WRITTEN PROBLEM 1:
Copy the entries below word for word, starting at the line that contains "Indicate a point on each instance of the rock" and ending at the line that contains "x=77, y=237", with both of those lines included.

SOURCE EXTRACT:
— Start —
Album: Shedding the Past

Label: Ostgut Tonträger

Review date: Dec. 4, 2008


Shedding The Past, the first album for German producer Shed, a.k.a. Rene Pawlowitz, is an album in service to its history while making for the front – ‘the future as the past a little later,’ as Alan Sondheim once said. This means it somehow resonates with the wave of nostalgia that’s currently engulfing electronic music culture (witness the recent wave of reissues: GAS, Vladislav Delay, Pole, the upcoming Studio 1 disc, and so on). Shed’s moves are smart, and his occasional leapfrogging between techno and dubstep makes him timely; even as his productions trip all the right switches in your head, their reflective, referential qualities (you’ll hear Detroit, Chain Reaction, Aphex Twin) somehow give the album a weighty, mournful undertow.

It’s that elegiac tone that keeps me coming back to Shedding The Past, trying to figure out exactly why it tugs the heart strings so. In many ways, it’s the most serviceable, functional cuts that really snag the ears and the body, like “That Beats Everything!,” which is one of the few tracks monomaniac in its focus on the 4/4 piston-pulse. Simply constructed from streamlined rhythm and fibrillating, time-warp electronic noise, it’s powerful because it’s so unyielding. But even when Pawlowitz shifts his rhythmic grids away from the stentorian fist of four-to-the-floor, his tracks are somehow tough and cold.
— End —
(Coordinate annotation entries)
— Start —
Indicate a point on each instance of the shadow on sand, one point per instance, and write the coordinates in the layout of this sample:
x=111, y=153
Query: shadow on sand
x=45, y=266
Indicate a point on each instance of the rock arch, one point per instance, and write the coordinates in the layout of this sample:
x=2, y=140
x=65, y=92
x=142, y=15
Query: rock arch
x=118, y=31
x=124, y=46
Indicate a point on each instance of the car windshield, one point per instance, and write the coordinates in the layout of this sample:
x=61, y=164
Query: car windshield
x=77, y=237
— End —
— Start —
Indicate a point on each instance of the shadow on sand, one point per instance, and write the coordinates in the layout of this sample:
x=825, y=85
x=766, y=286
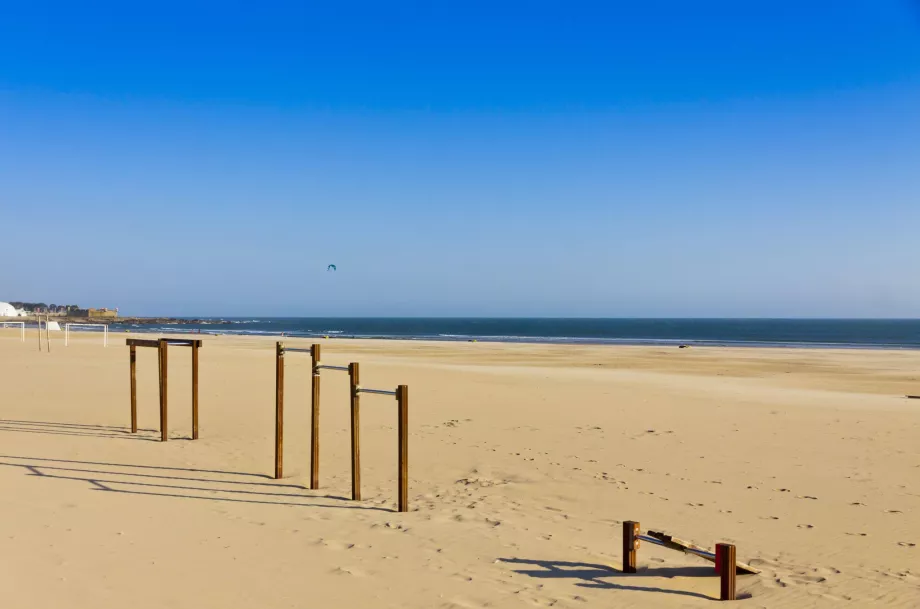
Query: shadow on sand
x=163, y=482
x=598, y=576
— End —
WRITTEN PROBLEM 2:
What does the album review give as the real name of the producer Shed?

WORKED SOLUTION 1:
Indicate a point on each instance of the rock arch, one point per instance, and write the coordinates in the layout of this sample:
x=2, y=140
x=65, y=92
x=142, y=15
Query: rock arch
x=118, y=31
x=124, y=46
Indicate a point on each instance of the car windshield, one point per instance, and write the coordinates in the layout of this sample:
x=61, y=164
Query: car windshield
x=77, y=237

WORKED SOLUTION 2:
Rene Pawlowitz